Your task
Tally the lines in the records below that contain the string "instance". Reply with the number alone.

*** Entries supplied ***

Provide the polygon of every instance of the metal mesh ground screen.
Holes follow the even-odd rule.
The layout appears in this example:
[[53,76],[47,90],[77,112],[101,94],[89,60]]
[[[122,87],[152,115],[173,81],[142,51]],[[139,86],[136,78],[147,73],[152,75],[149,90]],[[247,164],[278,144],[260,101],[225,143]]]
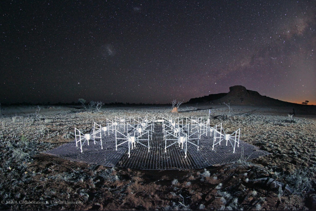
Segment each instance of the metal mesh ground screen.
[[[165,141],[161,125],[155,124],[150,148],[137,144],[131,150],[128,157],[128,144],[123,144],[116,150],[115,136],[107,134],[102,135],[103,149],[93,140],[89,145],[85,144],[81,152],[80,147],[76,146],[75,141],[46,151],[46,153],[74,161],[102,165],[107,167],[119,167],[142,169],[185,169],[206,168],[212,165],[222,164],[239,160],[247,160],[269,154],[258,147],[240,140],[239,147],[234,153],[229,144],[217,145],[212,150],[213,137],[201,137],[199,149],[188,144],[187,154],[185,158],[184,150],[177,144],[172,145],[164,152]],[[167,144],[172,143],[171,141]],[[145,141],[144,144],[146,144]]]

***

Solution to the problem
2